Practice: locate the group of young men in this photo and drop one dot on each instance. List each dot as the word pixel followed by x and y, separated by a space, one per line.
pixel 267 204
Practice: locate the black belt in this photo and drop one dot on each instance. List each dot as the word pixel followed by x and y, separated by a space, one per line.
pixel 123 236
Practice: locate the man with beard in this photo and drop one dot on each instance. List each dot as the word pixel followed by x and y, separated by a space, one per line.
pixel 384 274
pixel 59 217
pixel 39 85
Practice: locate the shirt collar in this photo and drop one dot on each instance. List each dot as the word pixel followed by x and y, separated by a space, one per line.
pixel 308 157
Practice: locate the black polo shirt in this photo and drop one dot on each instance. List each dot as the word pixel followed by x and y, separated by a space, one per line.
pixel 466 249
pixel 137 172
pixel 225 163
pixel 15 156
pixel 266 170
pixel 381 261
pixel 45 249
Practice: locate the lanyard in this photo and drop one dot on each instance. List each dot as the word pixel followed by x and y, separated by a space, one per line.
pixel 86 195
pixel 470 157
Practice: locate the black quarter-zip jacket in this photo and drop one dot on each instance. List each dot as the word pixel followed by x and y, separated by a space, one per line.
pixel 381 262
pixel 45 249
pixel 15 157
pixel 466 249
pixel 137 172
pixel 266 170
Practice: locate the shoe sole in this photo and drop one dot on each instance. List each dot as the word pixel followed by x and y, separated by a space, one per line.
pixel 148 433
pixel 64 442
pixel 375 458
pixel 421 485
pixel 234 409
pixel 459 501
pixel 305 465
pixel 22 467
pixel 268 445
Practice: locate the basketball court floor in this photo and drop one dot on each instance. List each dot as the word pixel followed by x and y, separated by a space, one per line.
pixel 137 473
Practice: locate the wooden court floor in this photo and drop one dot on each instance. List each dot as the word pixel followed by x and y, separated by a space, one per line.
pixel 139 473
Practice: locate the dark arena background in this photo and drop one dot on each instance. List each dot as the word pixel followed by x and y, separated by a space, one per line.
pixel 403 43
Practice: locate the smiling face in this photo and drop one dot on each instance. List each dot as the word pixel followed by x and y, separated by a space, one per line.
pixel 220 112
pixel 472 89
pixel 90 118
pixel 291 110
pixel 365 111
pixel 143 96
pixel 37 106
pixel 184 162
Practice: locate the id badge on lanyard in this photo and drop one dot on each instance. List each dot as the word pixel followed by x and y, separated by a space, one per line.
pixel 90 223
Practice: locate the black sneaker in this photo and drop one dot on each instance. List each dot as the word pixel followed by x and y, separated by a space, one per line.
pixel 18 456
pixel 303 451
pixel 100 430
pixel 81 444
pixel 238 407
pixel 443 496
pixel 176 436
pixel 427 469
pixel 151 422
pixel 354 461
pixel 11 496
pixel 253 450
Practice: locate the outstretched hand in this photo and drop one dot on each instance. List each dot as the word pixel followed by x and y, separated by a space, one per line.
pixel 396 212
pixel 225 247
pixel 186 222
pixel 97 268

----

PROBLEM TO SOLVE: Write out, word for word, the entries from the line containing "Practice: locate the lanyard" through the line containing "pixel 470 157", both of those lines included.

SOLUTION FOR THIS EXERCISE:
Practice: locate the lanyard in this photo and drop one dot on each instance. List each dot as the word pixel followed by x and y, separated by a space, one per line.
pixel 86 195
pixel 470 157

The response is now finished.